Source text —
----------
Sunday 1 January 2012

Happy New Year

Hello to all - wishing you a very Happy New Year.
2011 was a tough one for our family and we worked hard together and with the support of our extended family to keep afloat. We were and are very blessed with having parents and siblings who support us and love us and do everything they can for us. For that I thank you.

I thought I would recap some of the things (that I can remember) about the past year.

January 1st was rainy just as it is today. I remember going to Darlington Park for some family pictures. One of the best pictures ever taken of Craig was taken that day. We had high hopes for the coming year.

In February I started getting sick and by April I was on disability from work. At the time we had thought I had had a nervous breakdown and I spent many months working to get better.

In July Jessica and the girlies came and spent 10 days with us. It was magical and lovely and we had a great time.
----------
Data shown —
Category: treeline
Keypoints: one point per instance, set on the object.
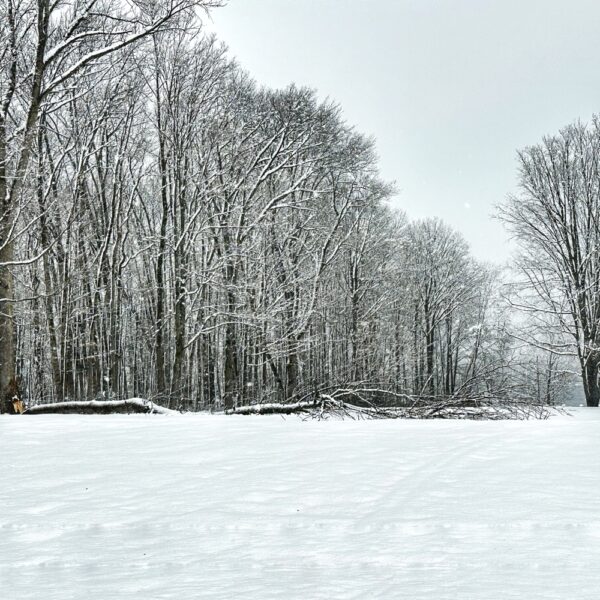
(186, 235)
----------
Things to do —
1. Please rewrite the New Year post starting with "2011 was a tough" and going on through "to get better.", substituting "snapshots" for "pictures".
2. According to the New Year post, how many days did Jessica and the girlies spend with the family in July?

Per-task outputs —
1.
2011 was a tough one for our family and we worked hard together and with the support of our extended family to keep afloat. We were and are very blessed with having parents and siblings who support us and love us and do everything they can for us. For that I thank you.

I thought I would recap some of the things (that I can remember) about the past year.

January 1st was rainy just as it is today. I remember going to Darlington Park for some family snapshots. One of the best snapshots ever taken of Craig was taken that day. We had high hopes for the coming year.

In February I started getting sick and by April I was on disability from work. At the time we had thought I had had a nervous breakdown and I spent many months working to get better.

2. 10 days